### RECORDED INFORMATION ###

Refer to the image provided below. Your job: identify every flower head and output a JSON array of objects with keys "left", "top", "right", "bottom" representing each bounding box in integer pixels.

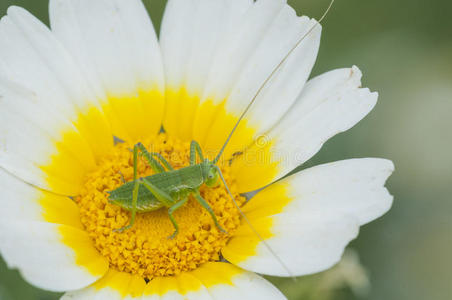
[{"left": 0, "top": 0, "right": 393, "bottom": 299}]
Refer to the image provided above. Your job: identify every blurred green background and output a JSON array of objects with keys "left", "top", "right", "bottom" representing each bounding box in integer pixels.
[{"left": 0, "top": 0, "right": 450, "bottom": 299}]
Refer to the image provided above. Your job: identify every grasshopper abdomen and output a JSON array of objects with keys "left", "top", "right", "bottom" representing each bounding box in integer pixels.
[{"left": 109, "top": 165, "right": 205, "bottom": 213}]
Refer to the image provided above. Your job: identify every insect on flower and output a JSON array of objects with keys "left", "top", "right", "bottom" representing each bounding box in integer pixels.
[
  {"left": 108, "top": 140, "right": 228, "bottom": 239},
  {"left": 107, "top": 3, "right": 335, "bottom": 275}
]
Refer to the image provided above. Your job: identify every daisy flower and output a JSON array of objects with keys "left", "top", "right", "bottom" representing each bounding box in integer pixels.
[{"left": 0, "top": 0, "right": 394, "bottom": 299}]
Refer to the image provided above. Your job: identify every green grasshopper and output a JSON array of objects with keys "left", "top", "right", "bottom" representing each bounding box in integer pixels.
[{"left": 108, "top": 140, "right": 227, "bottom": 239}]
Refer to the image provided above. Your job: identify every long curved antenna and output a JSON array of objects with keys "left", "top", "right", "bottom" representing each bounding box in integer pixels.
[
  {"left": 216, "top": 167, "right": 295, "bottom": 278},
  {"left": 212, "top": 0, "right": 337, "bottom": 279},
  {"left": 213, "top": 0, "right": 336, "bottom": 165}
]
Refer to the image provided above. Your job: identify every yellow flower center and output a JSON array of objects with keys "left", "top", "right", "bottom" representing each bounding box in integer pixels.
[{"left": 76, "top": 133, "right": 245, "bottom": 279}]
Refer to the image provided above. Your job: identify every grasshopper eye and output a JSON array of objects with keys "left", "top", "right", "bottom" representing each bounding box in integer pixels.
[{"left": 205, "top": 168, "right": 219, "bottom": 187}]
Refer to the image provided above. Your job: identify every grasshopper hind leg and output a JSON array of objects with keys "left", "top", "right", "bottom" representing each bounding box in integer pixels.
[{"left": 190, "top": 141, "right": 205, "bottom": 165}]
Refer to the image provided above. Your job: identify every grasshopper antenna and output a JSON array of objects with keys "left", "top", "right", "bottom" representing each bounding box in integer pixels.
[
  {"left": 213, "top": 0, "right": 335, "bottom": 165},
  {"left": 212, "top": 0, "right": 336, "bottom": 279}
]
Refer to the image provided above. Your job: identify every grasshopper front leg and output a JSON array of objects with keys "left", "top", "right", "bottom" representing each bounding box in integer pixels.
[
  {"left": 115, "top": 144, "right": 140, "bottom": 233},
  {"left": 114, "top": 180, "right": 139, "bottom": 233}
]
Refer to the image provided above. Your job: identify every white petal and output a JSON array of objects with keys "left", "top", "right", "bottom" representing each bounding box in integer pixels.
[
  {"left": 0, "top": 220, "right": 109, "bottom": 292},
  {"left": 199, "top": 0, "right": 285, "bottom": 101},
  {"left": 0, "top": 7, "right": 113, "bottom": 194},
  {"left": 62, "top": 263, "right": 286, "bottom": 300},
  {"left": 62, "top": 289, "right": 120, "bottom": 300},
  {"left": 49, "top": 0, "right": 164, "bottom": 96},
  {"left": 209, "top": 14, "right": 320, "bottom": 132},
  {"left": 223, "top": 158, "right": 394, "bottom": 276},
  {"left": 271, "top": 67, "right": 378, "bottom": 174},
  {"left": 231, "top": 66, "right": 378, "bottom": 192},
  {"left": 0, "top": 7, "right": 103, "bottom": 116},
  {"left": 283, "top": 158, "right": 395, "bottom": 225}
]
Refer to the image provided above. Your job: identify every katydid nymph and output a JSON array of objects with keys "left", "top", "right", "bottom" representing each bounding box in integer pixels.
[
  {"left": 108, "top": 140, "right": 227, "bottom": 239},
  {"left": 108, "top": 0, "right": 335, "bottom": 277}
]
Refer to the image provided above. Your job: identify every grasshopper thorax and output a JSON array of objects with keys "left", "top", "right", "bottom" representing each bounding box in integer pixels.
[{"left": 201, "top": 161, "right": 220, "bottom": 187}]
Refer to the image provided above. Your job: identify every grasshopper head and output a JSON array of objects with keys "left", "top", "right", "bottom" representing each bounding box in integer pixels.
[{"left": 203, "top": 163, "right": 220, "bottom": 187}]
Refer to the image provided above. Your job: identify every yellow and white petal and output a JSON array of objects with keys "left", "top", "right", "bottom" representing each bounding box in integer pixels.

###

Every record above should be written out again exactly; the pictures stay out of the copy.

Refer to the image provided below. Your job: identify every flower head and output a JSON array of objects with keys "left", "top", "right", "bottom" representing each bounding box in integer pixels.

[{"left": 0, "top": 0, "right": 393, "bottom": 299}]
Refer to the image provided above. Your job: identify every blurred green background and output a JSON array of objects with keys "left", "top", "right", "bottom" representing each bounding box in integer pixels.
[{"left": 0, "top": 0, "right": 450, "bottom": 299}]
Refer to the image provided above. Your job: identify every grasshopper abdomen and output a JSON array of objects with keys "left", "top", "right", "bottom" representing each bounding box in integer pixels.
[{"left": 109, "top": 165, "right": 205, "bottom": 213}]
Refer to the image provided above. Your job: identify every insect on flower and output a JSON array of objects with keys "left", "top", "right", "bottom" representing each bounding box in integer pixels.
[
  {"left": 108, "top": 140, "right": 228, "bottom": 239},
  {"left": 107, "top": 3, "right": 335, "bottom": 275}
]
Refer to the image provided above. Your job: identify every daisy flower and output a JSON array of objects with keys "left", "top", "right", "bottom" representing each bounding box in integer pixels.
[{"left": 0, "top": 0, "right": 394, "bottom": 299}]
Refer to the image provided above. Your job: identify every green grasshopper and output a JSON array of objects with keys "left", "top", "right", "bottom" representing each bounding box in integer pixels.
[{"left": 108, "top": 140, "right": 227, "bottom": 239}]
Refer to the image provided above. Your job: identify every long curved antenna and output a JSON array of objects with keys "left", "top", "right", "bottom" representing each bounding box in integer pixels.
[
  {"left": 216, "top": 167, "right": 295, "bottom": 278},
  {"left": 212, "top": 0, "right": 337, "bottom": 279},
  {"left": 213, "top": 0, "right": 336, "bottom": 165}
]
Refer to the image provided above. Your job: identify every yellow flower center and output a JSON array of objects with keys "left", "top", "right", "bottom" representing each bounding box in integer pixels.
[{"left": 76, "top": 133, "right": 245, "bottom": 279}]
Refer to the image provided above. Your job: identify every grasshopper eye and output a JSON array of objects with keys "left", "top", "right", "bottom" representing each bounding box in integer pixels.
[{"left": 205, "top": 168, "right": 219, "bottom": 187}]
Refer to the image provided above. Your job: identify every grasshopper hind leg and output a JSON array of objects with keys "left", "top", "right", "bottom" representing each bounding box in integer pixels.
[{"left": 190, "top": 141, "right": 205, "bottom": 165}]
Refer to the image provided above. Your job: identify every grasshopper antenna and output a JSON array of objects with keys "left", "top", "right", "bottom" representing each bounding box in integer pixels.
[
  {"left": 213, "top": 0, "right": 335, "bottom": 165},
  {"left": 212, "top": 0, "right": 336, "bottom": 279}
]
Refer to the image provided above. Your job: identify every grasshopper front leg and output a JSON array of objects with keys "left", "top", "right", "bottom" representing each bounding box in integer pixels.
[
  {"left": 115, "top": 144, "right": 140, "bottom": 233},
  {"left": 114, "top": 180, "right": 139, "bottom": 233}
]
Refer to the image provided above. Your job: identify every white petal and output a JSON array of objects with keys "left", "top", "right", "bottom" representing each bounding box in integer pixels.
[
  {"left": 0, "top": 220, "right": 109, "bottom": 292},
  {"left": 199, "top": 0, "right": 285, "bottom": 101},
  {"left": 0, "top": 7, "right": 113, "bottom": 194},
  {"left": 62, "top": 263, "right": 286, "bottom": 300},
  {"left": 62, "top": 289, "right": 120, "bottom": 300},
  {"left": 49, "top": 0, "right": 164, "bottom": 96},
  {"left": 209, "top": 14, "right": 320, "bottom": 132},
  {"left": 223, "top": 158, "right": 394, "bottom": 276},
  {"left": 271, "top": 67, "right": 378, "bottom": 174},
  {"left": 231, "top": 66, "right": 378, "bottom": 192},
  {"left": 0, "top": 7, "right": 103, "bottom": 116},
  {"left": 283, "top": 158, "right": 395, "bottom": 225}
]
Refer to the image provided above. Your job: identify every katydid nymph and output a JSON array of objects with keys "left", "top", "right", "bottom" representing each bounding box in integer pixels.
[
  {"left": 108, "top": 140, "right": 227, "bottom": 239},
  {"left": 108, "top": 0, "right": 335, "bottom": 277}
]
Refer to the image provided above. Your job: identify every grasshopper thorax and output a JSON array of objects with keys "left", "top", "right", "bottom" representing each bounding box in integer pixels.
[{"left": 201, "top": 161, "right": 220, "bottom": 187}]
Refer to the image provided above. Your job: identify every grasshopper head and output a JSON array of objects with keys "left", "top", "right", "bottom" representing each bounding box in integer pixels.
[{"left": 203, "top": 163, "right": 220, "bottom": 187}]
Refer to the image provided above. Your job: identify every yellow and white petal and output a JSON array of objects with keys "left", "top", "right", "bottom" representing each bounding box in integer pixels.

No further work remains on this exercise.